▸ **THINGS TO DO**:
1 - Name every oven cooking technique that the sheet pan article says the pans can be used for.
2 - Provide the next part of the sheet pan article, carrying on after its final sentence.

▸ **PASSAGE GIVEN**:
☆ ☆ ☆ ☆ ☆

…from the Perspectives’ Kitchen
How you doin’? I use heavy duty quarter- and half-sheet pans for just about everything I put in my oven and freezer. I use U.S-made heavy duty, restaurant quality sheet pans because they will not warp or rust. The best ones are made with high quality aluminum and stainless steel to withstand temperatures of up to 500º F without twisting or warping. They will not rust, peel or discolor and will last for years, it you take care of them.
These sheet pans distribute heat evenly, giving you the perfectly baked result every time. They are also multi-use, food safe and easy to clean. Use for all oven cooking techniques baking, roasting, broiling, grilling, air frying and dehydrating. Now you can bake like a pro, too, producing a perfect cookie, biscuit, jelly roll, sheet cake or artisanal bread.
A stainless-steel wire rack is ideal for cooling baked goods as well as drying decorated sugar cookies or drizzled cinnamon buns or coffee cake. The rack and pan can be used in the oven to grill meat, crisp bacon, make chicken wings and “barbecue” ribs. They also help to make perfect sheet pan meals when you want your family to enjoy dining together.
You don’t need the fancy, expensive non-stick or anodized sheet pans if you use a sheet of parchment paper every time you use the pans. Parchment paper prevents spills from getting baked on or keeps your cookies from getting stuck and it only costs about a penny a sheet.
That said, sometimes accidents do happen and you get a little build-up of baked on fats or food. Don’t let it remain there—polish your sheet pans up. Here are a few ChefSecrets on the best ways to clean a dirty sheet pan and keep it clean. You can use baking soda and vinegar, dryer sheets (yes, dryer sheets), or hydrogen peroxide and baking soda to clean your sheet pans.
According to Allrecipes here are the best ways to clean your sheet pans and remove stubborn stains. Personally, I can’t stand to cook on dirty or discolored, food encrusted pot, pans or sheet pans. Sometimes no amount of scrubbing and soaking seems to get any of that burnt goo off. It may just be time to put aside the soap and water try one of these methods for cleaning stubborn stains and residue. So before you toss those dirty pans, give these methods of cleaning sheet pans a try.
This method uses items you'll already have in your cupboard to help loosen the residue and keep your pans clean. Fill your sink with hot water and add equal parts baking soda and white vinegar (about half a cup of each). Make sure your sink is plugged. Submerge your pans in the mixture and allow them to soak for between 30 minutes to an hour. Use some elbow grease and give the pan a serious scrub, using the coarse side of a sponge. Scrub in a circular motion to avoid noticeable scratching (although some scratching may still occur). Once you've scrubbed to your heart's content, give the pan a good hand wash with soap and water to remove the vinegar smell, and dry immediately to avoid rust. Voilà, clean sheet pans.

☆ ☆ ☆ ☆ ☆

▸ **Items stored in a collection**:

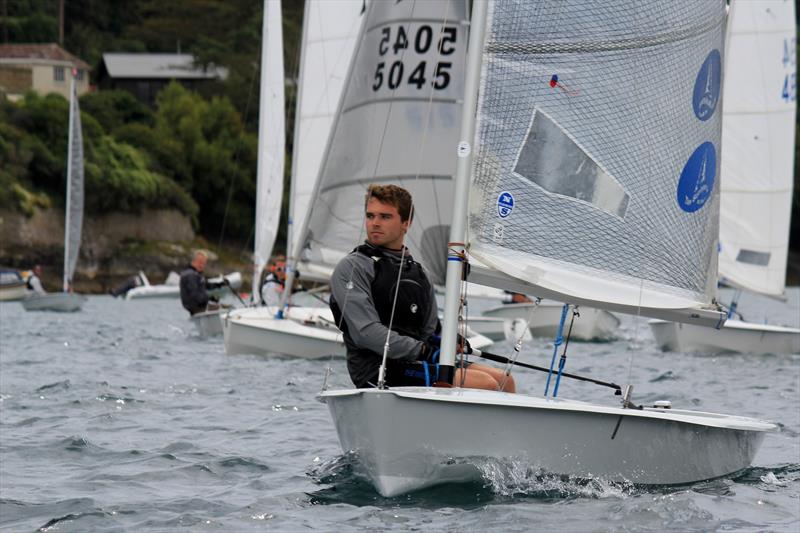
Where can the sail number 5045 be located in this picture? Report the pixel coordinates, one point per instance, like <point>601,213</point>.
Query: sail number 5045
<point>396,40</point>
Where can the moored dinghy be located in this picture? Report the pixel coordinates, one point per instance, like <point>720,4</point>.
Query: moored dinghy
<point>68,301</point>
<point>758,129</point>
<point>539,137</point>
<point>543,320</point>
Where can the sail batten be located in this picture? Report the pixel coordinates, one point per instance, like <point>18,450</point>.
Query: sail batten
<point>598,184</point>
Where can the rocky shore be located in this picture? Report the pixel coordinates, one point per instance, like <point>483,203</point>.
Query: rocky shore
<point>114,248</point>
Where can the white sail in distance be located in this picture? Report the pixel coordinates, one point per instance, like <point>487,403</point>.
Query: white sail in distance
<point>398,121</point>
<point>758,133</point>
<point>271,140</point>
<point>330,29</point>
<point>73,224</point>
<point>600,186</point>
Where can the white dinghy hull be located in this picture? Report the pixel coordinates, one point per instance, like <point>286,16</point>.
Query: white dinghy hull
<point>308,332</point>
<point>592,324</point>
<point>734,336</point>
<point>153,291</point>
<point>208,323</point>
<point>64,302</point>
<point>410,438</point>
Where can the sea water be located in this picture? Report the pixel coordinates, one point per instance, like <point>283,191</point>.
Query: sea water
<point>120,418</point>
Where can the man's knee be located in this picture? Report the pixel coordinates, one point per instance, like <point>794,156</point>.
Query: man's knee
<point>475,379</point>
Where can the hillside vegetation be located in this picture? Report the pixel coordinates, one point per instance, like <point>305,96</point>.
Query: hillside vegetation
<point>193,152</point>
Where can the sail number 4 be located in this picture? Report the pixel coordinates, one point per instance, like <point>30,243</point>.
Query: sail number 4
<point>402,50</point>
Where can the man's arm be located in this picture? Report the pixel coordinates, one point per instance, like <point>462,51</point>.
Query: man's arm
<point>351,288</point>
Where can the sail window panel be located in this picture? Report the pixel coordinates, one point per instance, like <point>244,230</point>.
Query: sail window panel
<point>555,162</point>
<point>630,119</point>
<point>753,257</point>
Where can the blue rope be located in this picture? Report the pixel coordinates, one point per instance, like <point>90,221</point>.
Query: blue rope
<point>559,340</point>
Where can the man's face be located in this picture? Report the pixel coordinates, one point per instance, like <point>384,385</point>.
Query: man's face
<point>199,263</point>
<point>384,227</point>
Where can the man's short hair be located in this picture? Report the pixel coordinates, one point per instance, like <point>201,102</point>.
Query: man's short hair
<point>392,195</point>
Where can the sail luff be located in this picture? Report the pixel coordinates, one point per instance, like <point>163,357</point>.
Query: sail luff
<point>458,226</point>
<point>758,130</point>
<point>290,229</point>
<point>73,212</point>
<point>302,233</point>
<point>271,140</point>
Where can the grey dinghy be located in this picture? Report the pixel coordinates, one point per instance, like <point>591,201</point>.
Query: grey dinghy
<point>409,438</point>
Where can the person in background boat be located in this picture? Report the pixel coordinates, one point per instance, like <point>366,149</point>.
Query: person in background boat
<point>274,282</point>
<point>363,297</point>
<point>131,283</point>
<point>34,281</point>
<point>194,286</point>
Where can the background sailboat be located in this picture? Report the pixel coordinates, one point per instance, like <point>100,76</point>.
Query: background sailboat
<point>757,178</point>
<point>73,223</point>
<point>271,155</point>
<point>329,31</point>
<point>592,133</point>
<point>388,105</point>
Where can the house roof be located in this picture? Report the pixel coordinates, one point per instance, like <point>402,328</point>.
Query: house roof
<point>169,66</point>
<point>50,52</point>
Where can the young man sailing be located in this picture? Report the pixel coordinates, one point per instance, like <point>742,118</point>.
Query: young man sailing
<point>365,299</point>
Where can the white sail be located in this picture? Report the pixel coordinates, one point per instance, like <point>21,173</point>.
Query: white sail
<point>73,223</point>
<point>271,139</point>
<point>330,28</point>
<point>758,131</point>
<point>398,119</point>
<point>600,185</point>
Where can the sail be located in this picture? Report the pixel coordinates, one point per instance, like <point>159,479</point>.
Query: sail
<point>330,28</point>
<point>758,130</point>
<point>595,174</point>
<point>398,121</point>
<point>74,209</point>
<point>271,140</point>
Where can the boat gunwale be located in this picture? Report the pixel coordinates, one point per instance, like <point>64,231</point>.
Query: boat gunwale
<point>503,399</point>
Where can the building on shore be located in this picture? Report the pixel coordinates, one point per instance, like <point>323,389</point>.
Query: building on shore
<point>144,75</point>
<point>43,68</point>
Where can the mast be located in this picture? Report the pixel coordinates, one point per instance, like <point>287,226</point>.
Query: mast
<point>296,142</point>
<point>456,247</point>
<point>70,140</point>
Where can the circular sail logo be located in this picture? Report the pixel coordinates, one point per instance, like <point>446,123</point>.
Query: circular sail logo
<point>697,178</point>
<point>706,86</point>
<point>505,204</point>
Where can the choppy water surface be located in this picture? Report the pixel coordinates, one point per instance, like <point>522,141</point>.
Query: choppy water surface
<point>119,418</point>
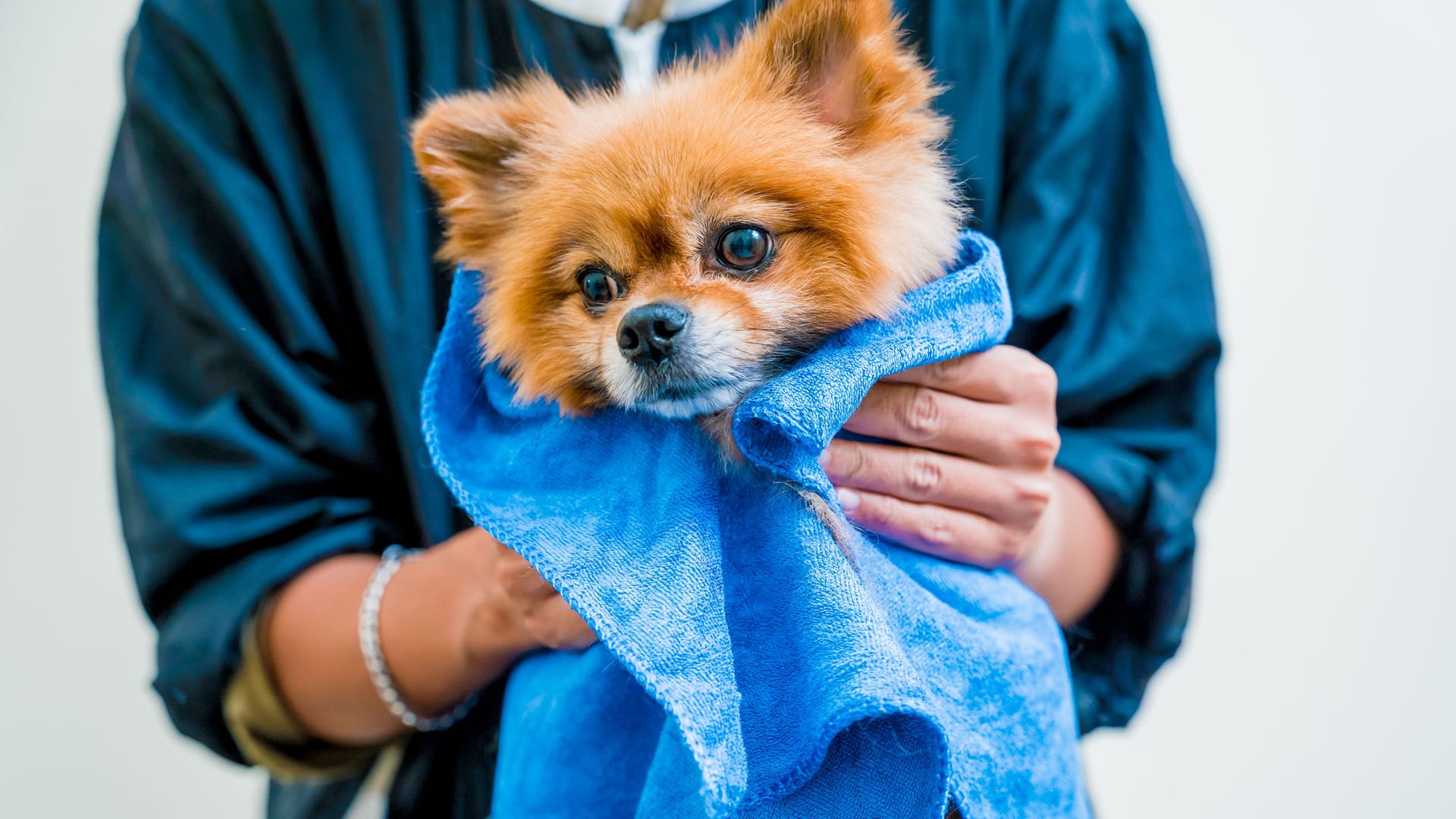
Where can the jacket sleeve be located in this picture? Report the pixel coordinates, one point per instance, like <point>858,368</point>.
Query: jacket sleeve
<point>1111,286</point>
<point>251,439</point>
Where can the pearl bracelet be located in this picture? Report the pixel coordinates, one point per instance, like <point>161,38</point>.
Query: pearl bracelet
<point>389,563</point>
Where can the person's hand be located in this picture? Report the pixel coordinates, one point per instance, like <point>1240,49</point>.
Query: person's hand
<point>976,479</point>
<point>519,605</point>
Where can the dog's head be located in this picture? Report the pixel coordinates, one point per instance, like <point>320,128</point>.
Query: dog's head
<point>673,249</point>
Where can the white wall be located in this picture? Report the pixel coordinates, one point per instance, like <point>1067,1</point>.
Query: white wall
<point>1318,673</point>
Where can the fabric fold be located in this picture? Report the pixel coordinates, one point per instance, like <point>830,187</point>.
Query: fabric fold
<point>748,665</point>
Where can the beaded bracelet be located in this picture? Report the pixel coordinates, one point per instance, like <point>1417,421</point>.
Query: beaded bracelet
<point>389,563</point>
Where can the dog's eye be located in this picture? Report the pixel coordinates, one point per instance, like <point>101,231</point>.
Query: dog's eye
<point>745,246</point>
<point>598,286</point>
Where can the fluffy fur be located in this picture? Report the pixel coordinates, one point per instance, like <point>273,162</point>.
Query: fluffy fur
<point>817,127</point>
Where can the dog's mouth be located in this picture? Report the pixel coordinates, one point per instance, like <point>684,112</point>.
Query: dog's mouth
<point>685,395</point>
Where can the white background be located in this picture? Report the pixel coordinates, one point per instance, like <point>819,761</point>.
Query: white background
<point>1320,672</point>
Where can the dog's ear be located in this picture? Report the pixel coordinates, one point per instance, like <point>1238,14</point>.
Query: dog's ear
<point>468,149</point>
<point>849,60</point>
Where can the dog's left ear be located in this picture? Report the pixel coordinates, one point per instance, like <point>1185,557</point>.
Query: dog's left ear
<point>849,60</point>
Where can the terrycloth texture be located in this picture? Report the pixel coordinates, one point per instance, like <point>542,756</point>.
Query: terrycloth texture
<point>746,667</point>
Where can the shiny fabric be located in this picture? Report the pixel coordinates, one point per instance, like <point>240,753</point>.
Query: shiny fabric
<point>268,305</point>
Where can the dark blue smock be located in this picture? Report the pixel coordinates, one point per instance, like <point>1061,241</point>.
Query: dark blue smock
<point>268,305</point>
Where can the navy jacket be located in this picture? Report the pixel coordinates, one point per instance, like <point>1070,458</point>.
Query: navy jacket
<point>268,303</point>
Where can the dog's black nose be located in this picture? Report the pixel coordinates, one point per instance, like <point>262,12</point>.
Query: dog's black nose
<point>645,334</point>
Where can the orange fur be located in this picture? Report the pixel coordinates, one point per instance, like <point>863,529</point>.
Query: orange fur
<point>817,126</point>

☆ ☆ ☆ ☆ ☆

▸ **EXPECTED OUTPUTS**:
1 - Baking, roasting, broiling, grilling, air frying and dehydrating.

2 -
Try using dryer sheets—you read that right. This laundry room staple works wonders on grimy sheet pans. I don’t know how the magic works but leave your sheet pan in the sink or on the counter with one or two dryer sheets, dish soap and fill the pan with warm water. Let it sit for 2 to 3 hours. To finish, throw out the dryer sheets and dump the water out of the pan. Any caked-on food should lift easily with soap, water and a sponge.
Try a little peroxide and baking soda from your first aid supplies. This this method makes cleaning dirty sheet pans a breeze. It should be noted that this method is likely too harsh for sheet pans with non-stick coatings (but you don’t need to own non-stick sheet pans).
Mix baking soda and hydrogen peroxide into a paste. Spread the mixture across the surface of the pan and allow it to sit for 2 to 3 hours. Use a sponge to wipe away the paste. No harsh scrubbing should be needed!
Keeping Your Sheet Pans Clean?
Now that your sheet pans are grime and gunk free—keep it that way. The simplest way to keep your sheet pans clean all the time is to use parchment paper or aluminum foil when cooking with them. And remember, scratches and stains are signs of your pans being put to good use, and that's not such a bad thing.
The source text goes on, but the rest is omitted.